[Exercise details] Every line from the one with "Where can the snowy" to the end of the data needs to be copied exactly, and no line before it.

* begin Records for the exercise *

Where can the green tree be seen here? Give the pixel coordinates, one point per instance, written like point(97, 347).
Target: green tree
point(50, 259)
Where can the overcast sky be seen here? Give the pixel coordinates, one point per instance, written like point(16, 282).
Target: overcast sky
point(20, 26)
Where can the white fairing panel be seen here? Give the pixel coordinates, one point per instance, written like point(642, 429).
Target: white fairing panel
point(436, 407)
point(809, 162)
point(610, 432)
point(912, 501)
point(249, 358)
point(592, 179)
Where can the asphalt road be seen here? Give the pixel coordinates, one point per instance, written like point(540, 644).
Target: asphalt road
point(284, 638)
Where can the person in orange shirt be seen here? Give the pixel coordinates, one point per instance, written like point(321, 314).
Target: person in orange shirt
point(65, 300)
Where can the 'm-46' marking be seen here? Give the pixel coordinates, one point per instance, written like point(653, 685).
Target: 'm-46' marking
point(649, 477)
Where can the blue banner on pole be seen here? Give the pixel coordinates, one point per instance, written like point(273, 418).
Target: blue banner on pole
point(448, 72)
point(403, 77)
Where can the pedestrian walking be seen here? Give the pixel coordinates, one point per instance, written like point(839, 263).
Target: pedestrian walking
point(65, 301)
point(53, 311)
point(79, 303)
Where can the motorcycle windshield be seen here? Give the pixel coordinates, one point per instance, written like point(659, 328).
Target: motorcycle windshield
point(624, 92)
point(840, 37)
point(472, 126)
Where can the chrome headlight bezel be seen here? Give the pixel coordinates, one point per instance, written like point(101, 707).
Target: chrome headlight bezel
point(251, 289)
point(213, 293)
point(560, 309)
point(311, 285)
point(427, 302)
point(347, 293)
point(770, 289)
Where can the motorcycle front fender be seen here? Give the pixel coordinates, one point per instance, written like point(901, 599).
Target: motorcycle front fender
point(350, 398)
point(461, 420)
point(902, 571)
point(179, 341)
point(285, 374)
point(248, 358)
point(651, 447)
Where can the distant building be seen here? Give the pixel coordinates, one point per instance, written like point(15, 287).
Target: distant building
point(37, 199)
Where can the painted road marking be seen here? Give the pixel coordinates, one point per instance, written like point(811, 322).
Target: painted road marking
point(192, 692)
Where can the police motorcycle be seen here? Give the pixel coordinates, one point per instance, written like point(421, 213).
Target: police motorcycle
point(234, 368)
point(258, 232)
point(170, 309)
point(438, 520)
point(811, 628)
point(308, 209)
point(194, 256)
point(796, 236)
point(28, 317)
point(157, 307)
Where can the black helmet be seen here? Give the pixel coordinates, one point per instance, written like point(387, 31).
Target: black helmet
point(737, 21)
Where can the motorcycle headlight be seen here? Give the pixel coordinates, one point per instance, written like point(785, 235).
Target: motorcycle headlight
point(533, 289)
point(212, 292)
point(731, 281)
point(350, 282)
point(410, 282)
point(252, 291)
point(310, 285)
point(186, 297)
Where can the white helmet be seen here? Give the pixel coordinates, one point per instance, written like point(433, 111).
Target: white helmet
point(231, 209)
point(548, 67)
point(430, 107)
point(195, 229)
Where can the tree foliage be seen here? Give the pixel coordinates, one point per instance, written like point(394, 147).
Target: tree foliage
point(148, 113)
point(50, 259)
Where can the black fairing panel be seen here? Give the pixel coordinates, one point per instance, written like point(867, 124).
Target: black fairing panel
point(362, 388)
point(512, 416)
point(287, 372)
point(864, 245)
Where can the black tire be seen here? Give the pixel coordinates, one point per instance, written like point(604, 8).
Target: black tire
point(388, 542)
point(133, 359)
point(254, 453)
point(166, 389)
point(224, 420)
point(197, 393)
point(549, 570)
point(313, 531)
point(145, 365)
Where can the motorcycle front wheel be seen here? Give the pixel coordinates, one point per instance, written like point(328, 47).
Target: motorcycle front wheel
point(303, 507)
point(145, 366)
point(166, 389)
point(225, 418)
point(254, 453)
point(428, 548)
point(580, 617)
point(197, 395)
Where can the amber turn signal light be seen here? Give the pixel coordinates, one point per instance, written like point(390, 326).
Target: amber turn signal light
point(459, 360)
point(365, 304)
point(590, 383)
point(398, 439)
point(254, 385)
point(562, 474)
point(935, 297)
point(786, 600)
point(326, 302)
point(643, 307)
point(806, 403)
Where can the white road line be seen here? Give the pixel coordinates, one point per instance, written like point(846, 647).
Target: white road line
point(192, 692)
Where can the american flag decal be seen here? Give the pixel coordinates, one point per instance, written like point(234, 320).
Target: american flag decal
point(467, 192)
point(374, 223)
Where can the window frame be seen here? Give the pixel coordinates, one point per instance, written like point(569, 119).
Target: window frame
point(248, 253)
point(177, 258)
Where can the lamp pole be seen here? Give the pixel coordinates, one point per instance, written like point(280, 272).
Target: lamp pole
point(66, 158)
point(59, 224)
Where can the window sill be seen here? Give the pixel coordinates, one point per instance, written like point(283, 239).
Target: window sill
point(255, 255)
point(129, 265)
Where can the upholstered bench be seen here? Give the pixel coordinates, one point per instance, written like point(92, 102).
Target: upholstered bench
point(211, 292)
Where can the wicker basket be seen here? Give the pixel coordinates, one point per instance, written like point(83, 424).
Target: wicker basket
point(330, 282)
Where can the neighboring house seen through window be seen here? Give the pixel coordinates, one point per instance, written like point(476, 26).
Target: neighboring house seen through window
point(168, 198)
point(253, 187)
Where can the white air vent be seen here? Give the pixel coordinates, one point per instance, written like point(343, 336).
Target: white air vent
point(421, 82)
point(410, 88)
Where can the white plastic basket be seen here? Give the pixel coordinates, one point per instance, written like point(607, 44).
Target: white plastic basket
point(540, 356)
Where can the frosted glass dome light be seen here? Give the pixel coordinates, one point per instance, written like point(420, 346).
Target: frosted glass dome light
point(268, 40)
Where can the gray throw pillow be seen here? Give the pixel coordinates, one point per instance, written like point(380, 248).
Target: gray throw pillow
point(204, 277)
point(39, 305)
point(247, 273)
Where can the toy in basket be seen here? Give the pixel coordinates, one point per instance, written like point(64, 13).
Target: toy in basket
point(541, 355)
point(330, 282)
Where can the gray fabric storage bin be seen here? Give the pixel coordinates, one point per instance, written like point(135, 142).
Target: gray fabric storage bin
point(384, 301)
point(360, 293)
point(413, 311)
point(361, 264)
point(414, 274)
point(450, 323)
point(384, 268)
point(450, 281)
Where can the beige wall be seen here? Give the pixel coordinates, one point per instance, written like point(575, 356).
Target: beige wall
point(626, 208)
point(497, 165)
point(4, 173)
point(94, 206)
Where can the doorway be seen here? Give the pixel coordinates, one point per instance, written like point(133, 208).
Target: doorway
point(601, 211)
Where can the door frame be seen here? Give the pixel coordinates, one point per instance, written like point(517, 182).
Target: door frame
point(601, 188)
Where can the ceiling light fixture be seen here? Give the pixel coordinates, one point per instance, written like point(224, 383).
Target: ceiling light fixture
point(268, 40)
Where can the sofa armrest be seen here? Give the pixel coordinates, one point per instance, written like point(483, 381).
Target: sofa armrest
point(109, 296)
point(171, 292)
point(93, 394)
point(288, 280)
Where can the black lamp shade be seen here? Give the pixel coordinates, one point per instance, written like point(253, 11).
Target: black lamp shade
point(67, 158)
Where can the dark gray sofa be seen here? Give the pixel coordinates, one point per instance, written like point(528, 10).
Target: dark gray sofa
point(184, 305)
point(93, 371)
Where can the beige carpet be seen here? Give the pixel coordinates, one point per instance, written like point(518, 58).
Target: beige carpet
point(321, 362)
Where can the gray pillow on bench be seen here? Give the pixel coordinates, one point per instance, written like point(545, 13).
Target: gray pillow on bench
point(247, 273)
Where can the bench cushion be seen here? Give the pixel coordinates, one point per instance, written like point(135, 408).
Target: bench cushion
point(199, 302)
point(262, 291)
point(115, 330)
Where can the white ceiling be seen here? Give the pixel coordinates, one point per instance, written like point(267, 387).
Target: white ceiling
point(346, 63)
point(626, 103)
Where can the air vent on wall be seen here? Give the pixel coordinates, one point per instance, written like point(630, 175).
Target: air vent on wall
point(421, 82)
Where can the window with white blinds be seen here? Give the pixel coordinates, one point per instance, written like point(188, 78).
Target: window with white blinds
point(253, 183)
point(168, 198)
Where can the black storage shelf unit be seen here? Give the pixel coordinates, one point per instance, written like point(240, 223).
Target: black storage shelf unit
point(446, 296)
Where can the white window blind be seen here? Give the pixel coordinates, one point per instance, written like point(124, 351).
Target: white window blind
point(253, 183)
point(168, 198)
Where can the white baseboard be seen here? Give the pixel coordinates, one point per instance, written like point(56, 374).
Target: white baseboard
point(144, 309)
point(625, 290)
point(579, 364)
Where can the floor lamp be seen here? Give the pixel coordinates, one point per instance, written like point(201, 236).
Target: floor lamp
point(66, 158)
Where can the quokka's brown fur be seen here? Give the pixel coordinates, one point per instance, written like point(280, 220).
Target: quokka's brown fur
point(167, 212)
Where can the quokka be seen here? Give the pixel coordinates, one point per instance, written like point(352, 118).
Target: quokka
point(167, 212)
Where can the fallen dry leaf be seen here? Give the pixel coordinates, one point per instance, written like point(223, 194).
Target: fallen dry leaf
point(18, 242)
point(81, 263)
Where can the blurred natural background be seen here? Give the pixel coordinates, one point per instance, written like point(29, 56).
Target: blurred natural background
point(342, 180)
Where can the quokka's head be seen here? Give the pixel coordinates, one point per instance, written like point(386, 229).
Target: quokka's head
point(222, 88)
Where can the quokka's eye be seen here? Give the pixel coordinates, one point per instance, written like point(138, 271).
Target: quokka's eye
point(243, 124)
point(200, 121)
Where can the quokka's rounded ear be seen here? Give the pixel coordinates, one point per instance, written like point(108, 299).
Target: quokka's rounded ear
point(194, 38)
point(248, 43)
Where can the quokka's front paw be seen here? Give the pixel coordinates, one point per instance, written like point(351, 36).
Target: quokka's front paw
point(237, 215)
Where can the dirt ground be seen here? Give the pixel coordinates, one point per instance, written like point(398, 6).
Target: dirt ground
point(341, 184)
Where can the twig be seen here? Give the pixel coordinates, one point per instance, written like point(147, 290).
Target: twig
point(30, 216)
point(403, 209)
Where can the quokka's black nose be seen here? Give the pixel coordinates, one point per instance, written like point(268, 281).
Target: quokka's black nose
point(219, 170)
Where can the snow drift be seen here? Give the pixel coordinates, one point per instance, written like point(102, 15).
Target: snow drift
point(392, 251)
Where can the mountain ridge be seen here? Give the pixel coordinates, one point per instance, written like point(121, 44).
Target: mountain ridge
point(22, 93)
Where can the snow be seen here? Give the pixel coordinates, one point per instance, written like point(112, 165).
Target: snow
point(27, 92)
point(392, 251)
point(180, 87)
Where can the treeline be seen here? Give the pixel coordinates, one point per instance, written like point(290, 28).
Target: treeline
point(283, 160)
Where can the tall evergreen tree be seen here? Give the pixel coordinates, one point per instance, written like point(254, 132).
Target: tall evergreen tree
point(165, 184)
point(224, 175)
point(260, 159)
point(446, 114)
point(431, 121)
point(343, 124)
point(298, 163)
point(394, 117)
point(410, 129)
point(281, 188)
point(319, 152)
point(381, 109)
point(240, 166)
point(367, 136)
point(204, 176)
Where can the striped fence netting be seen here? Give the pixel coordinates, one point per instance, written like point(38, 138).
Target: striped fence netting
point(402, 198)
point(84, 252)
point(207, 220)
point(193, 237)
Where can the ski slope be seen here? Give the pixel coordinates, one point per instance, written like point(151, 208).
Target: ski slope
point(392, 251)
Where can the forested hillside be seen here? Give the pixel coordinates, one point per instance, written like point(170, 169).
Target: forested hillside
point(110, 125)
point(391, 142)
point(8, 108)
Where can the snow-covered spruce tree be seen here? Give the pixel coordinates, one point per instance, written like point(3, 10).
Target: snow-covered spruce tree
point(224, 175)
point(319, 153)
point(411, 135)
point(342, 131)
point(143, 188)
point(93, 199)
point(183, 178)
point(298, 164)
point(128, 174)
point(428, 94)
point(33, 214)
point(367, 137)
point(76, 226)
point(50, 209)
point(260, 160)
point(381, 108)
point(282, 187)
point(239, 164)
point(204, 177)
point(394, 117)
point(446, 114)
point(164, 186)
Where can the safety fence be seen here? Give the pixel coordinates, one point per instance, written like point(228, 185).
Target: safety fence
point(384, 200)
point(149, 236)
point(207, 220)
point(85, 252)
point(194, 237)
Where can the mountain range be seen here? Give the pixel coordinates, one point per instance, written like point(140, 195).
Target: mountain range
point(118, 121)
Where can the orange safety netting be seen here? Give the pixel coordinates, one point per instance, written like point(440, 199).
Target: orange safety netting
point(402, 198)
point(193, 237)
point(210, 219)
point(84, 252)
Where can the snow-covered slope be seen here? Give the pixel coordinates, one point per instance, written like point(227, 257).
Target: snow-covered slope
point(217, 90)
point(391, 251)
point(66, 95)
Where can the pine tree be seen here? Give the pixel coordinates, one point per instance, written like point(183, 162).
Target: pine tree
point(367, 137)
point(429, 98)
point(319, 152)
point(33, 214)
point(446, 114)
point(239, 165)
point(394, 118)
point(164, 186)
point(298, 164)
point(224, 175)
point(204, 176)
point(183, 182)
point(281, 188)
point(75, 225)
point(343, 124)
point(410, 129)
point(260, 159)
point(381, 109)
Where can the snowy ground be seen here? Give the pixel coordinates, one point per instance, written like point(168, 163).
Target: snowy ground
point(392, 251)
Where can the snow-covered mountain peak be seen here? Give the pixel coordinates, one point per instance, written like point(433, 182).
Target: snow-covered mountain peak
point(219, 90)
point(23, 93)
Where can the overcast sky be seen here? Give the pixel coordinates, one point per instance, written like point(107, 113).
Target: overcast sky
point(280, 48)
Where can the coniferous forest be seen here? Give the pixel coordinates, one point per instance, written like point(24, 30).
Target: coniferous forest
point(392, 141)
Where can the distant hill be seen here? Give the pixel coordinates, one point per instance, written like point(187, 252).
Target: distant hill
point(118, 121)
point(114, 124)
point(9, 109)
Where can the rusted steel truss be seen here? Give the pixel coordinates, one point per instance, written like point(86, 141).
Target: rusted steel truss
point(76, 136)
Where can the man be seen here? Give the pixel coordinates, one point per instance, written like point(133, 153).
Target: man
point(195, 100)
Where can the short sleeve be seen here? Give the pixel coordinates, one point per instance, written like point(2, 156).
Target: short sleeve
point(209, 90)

* end Records for the exercise *

[Task solution]
Where can the snowy ground be seen here? Give the pixel coordinates, one point per instance, written like point(168, 163).
Target: snowy ground
point(392, 251)
Where can the snow-covered mountain peak be seen here? Give the pixel coordinates, one point per instance, written like point(433, 182).
Target: snow-covered mountain peak
point(219, 90)
point(23, 93)
Where can the overcast sky be seen here? Give the pixel coordinates, one point per instance, written like point(107, 113).
Target: overcast sky
point(280, 48)
Where can the coniferous forest be seen here? Give the pixel coordinates, one point per instance, written like point(24, 30).
Target: coniferous forest
point(392, 141)
Where can the distant hill be seen here? Give the pixel coordinates, one point per instance, written like point(187, 252).
Target: distant hill
point(118, 121)
point(114, 124)
point(9, 109)
Where can the rusted steel truss be seen here? Give the pixel coordinates, one point per instance, written like point(86, 141).
Target: rusted steel truss
point(76, 136)
Where can the man be seen here? Give the pixel coordinates, one point per instance, written like point(133, 153).
Target: man
point(195, 100)
Where can the short sleeve be seen here? Give the pixel coordinates, one point per instance, written like point(2, 156).
Target: short sleeve
point(209, 90)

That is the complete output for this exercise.